_Aim_:
Reproduce all of the records line by line, putting "Object" wherever "Target" appears and changing nothing else. Omit the pictures from your answer.

_Entries shown_:
======
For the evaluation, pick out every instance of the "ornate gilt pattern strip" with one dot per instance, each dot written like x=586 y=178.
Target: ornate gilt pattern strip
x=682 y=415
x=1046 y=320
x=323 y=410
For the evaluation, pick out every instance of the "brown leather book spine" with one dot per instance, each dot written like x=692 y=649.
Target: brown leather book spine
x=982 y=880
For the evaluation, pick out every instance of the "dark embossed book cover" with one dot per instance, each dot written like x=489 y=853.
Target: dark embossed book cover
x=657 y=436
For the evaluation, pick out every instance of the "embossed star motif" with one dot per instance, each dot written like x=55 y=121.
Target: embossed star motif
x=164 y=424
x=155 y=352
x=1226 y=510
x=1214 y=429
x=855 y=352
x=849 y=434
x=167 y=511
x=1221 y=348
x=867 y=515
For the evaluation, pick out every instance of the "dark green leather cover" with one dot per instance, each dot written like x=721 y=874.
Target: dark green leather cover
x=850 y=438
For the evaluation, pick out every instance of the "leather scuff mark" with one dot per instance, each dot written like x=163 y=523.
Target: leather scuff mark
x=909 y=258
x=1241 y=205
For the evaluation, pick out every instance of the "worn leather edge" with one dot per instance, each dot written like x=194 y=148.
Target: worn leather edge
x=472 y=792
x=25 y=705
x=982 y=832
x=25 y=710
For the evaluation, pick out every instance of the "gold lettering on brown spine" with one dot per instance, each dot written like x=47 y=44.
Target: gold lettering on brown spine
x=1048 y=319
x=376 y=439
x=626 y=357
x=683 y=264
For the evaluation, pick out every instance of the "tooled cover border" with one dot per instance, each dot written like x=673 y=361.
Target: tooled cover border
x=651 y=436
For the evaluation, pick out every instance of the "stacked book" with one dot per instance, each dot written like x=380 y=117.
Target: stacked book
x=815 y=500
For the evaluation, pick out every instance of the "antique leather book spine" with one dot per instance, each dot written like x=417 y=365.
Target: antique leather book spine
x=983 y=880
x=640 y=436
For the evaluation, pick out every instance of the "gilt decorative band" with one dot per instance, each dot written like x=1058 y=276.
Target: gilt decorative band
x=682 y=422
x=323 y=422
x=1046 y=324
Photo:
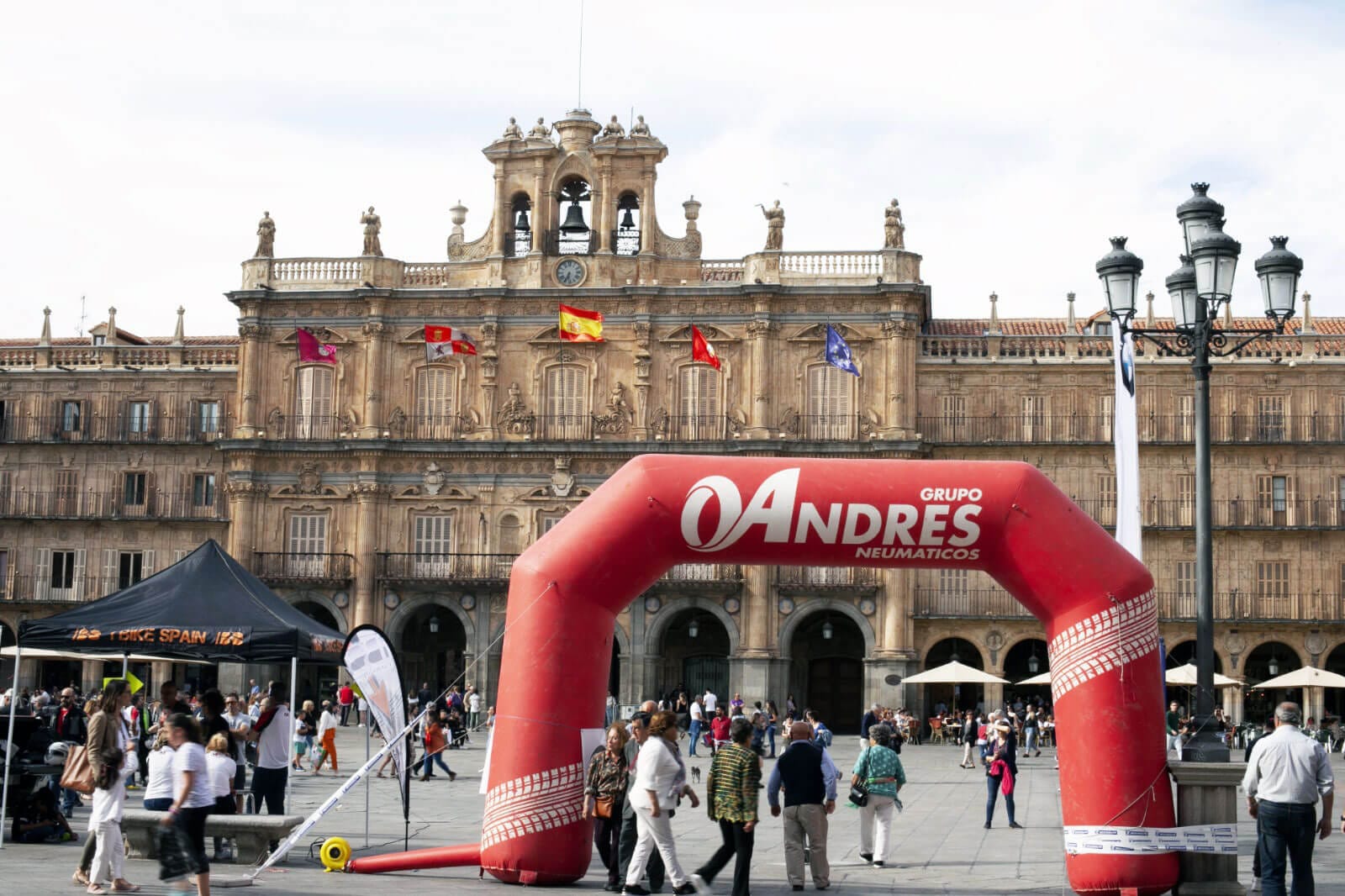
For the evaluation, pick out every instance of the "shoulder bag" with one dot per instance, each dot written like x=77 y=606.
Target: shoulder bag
x=860 y=793
x=78 y=772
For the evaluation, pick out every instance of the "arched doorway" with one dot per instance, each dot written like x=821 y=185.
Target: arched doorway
x=434 y=645
x=318 y=683
x=1264 y=662
x=1335 y=703
x=696 y=656
x=1180 y=656
x=959 y=697
x=826 y=669
x=1026 y=660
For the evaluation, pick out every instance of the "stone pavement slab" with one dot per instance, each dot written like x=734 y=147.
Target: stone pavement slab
x=939 y=844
======
_Written answer_:
For the evaluation, pick out every instance of the "ornate gilt pattern strip" with one dot per instance, each dot written like x=586 y=178.
Object: ornate gilt pattern strip
x=682 y=415
x=1046 y=320
x=323 y=410
For the evaluation, pick out every instance of the "brown leather book spine" with one dot per instance, each dot written like x=692 y=649.
Object: brown leather book spine
x=982 y=880
For the evaluation, pick out every instance of the "dark embossed book cover" with one dot per instance, each dot written like x=489 y=853.
Object: dark embossed book cover
x=657 y=436
For the evaluation, pick out every instance of the "embossed star motif" with one dot per instance, each dot written like x=55 y=121.
Object: embossed star motif
x=164 y=424
x=155 y=352
x=1226 y=510
x=1214 y=429
x=855 y=352
x=849 y=434
x=167 y=511
x=1221 y=348
x=867 y=515
For the evaluation, pick out every instance of the "dark green leather cover" with one dot per instance, each dot written like x=721 y=874.
Object: dark green leather cover
x=850 y=438
For the evaluation, pick out every instance of the "leather scuff mark" with one dot per instance, each dot written like x=163 y=523.
Object: leather scuff mark
x=909 y=258
x=1241 y=205
For the evaluation, pick out every instance of the "worn leather edge" with one dot per instance, each dot written like x=194 y=148.
Object: worn leather edge
x=472 y=792
x=25 y=705
x=982 y=832
x=25 y=710
For the evaluation, pick out every instance of the "gold lettering on brown spine" with one dot per instance, each dot written like x=47 y=44.
Object: gold lettering on brown spine
x=1048 y=319
x=376 y=439
x=626 y=357
x=683 y=264
For the evaluation, pick out every instance of the "tooled cover border" with one dot per instance, each dot written like x=673 y=361.
Object: tooled cover border
x=651 y=436
For the evaluation, pick out every instance of the "stacked book" with one dot per instance, each dot written like x=380 y=117.
Object: stacked book
x=815 y=500
For the evaluation, pick out every instance of the "antique leather book spine" with one dot per instance, each dot written like x=417 y=365.
Object: antique leather book spine
x=983 y=880
x=640 y=436
For the evaluation, pick out every instance of the "gilt decorative band" with one dot per instance, each dot written like x=1058 y=276.
Object: gilt decorative band
x=682 y=422
x=323 y=422
x=1046 y=324
Photo:
For the evaluation, pick out every instance of the "shoulder bag" with one dot per instance, each dot written like x=77 y=606.
Object: shoulder bag
x=860 y=793
x=78 y=772
For the evaluation, pick out every instance of the "arched doorway" with one dot per instance, each dot written like x=821 y=185.
Object: arched doorway
x=434 y=645
x=318 y=683
x=1264 y=662
x=1335 y=703
x=696 y=656
x=1180 y=656
x=959 y=697
x=826 y=669
x=1026 y=660
For the evaluation, pick out every instance of the "stone pavement slab" with one dot per instance, each dot written like x=734 y=147.
Object: stone pavement slab
x=939 y=844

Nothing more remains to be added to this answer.